(Extrait):
· · · · ·
Les calmes de la ligne les jetèrent dans la consternation. Si tout, jusqu’au vent, mourait dans ces parages, qui rendrait le souffle à leurs voiles et le mouvement à leurs vaisseaux ? La mer tout à coup se gonfla sans vent : ils crurent à des convulsions souterraines à son lit. Une immense baleine se montra endormie sur le dos des vagues : ils imaginèrent des monstres dévorant les nefs. L’ondulation des vagues les emportait sur des courants qu’ils ne pouvaient surmonter faute de vent : ils se figurèrent qu’ils approchaient des cataractes de la mer, et qu’ils allaient être entraînés dans les abîmes et dans les réservoirs où le déluge avait étanché ses mondes d’eau. Ils se groupaient, sombres et irrités, au pied des mâts ; ils se communiquaient à plus haute voix leurs murmures ; ils parlaient de forcer les pilotes à virer de bord, de jeter l’amiral à la mer, comme un insensé qui ne laissait de choix à ses compagnons qu’entre le suicide ou le meurtre. Colomb, à qui les regards et les murmures révélaient ces complots, les bravait par son attitude ou les déconcertait par sa confiance.
· · · · ·
[Données d'annotation par points]

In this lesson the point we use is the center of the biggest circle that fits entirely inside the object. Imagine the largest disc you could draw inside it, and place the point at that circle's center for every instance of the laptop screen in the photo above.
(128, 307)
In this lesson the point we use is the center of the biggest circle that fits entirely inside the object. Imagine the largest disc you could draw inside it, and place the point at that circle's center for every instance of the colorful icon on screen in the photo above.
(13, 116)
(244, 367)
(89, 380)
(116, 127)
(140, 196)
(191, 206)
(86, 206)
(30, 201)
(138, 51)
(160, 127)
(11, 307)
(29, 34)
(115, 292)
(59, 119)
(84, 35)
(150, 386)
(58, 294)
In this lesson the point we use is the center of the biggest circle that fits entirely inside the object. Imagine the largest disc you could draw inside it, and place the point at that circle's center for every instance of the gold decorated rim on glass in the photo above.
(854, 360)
· · · · ·
(Consigne): Selon l'extrait, qu'imaginèrent les compagnons de Colomb en voyant l'immense baleine endormie sur le dos des vagues ? Cette liste n'a aucun rapport avec l'extrait.

(Réponse attendue): Ils imaginèrent des monstres dévorant les nefs.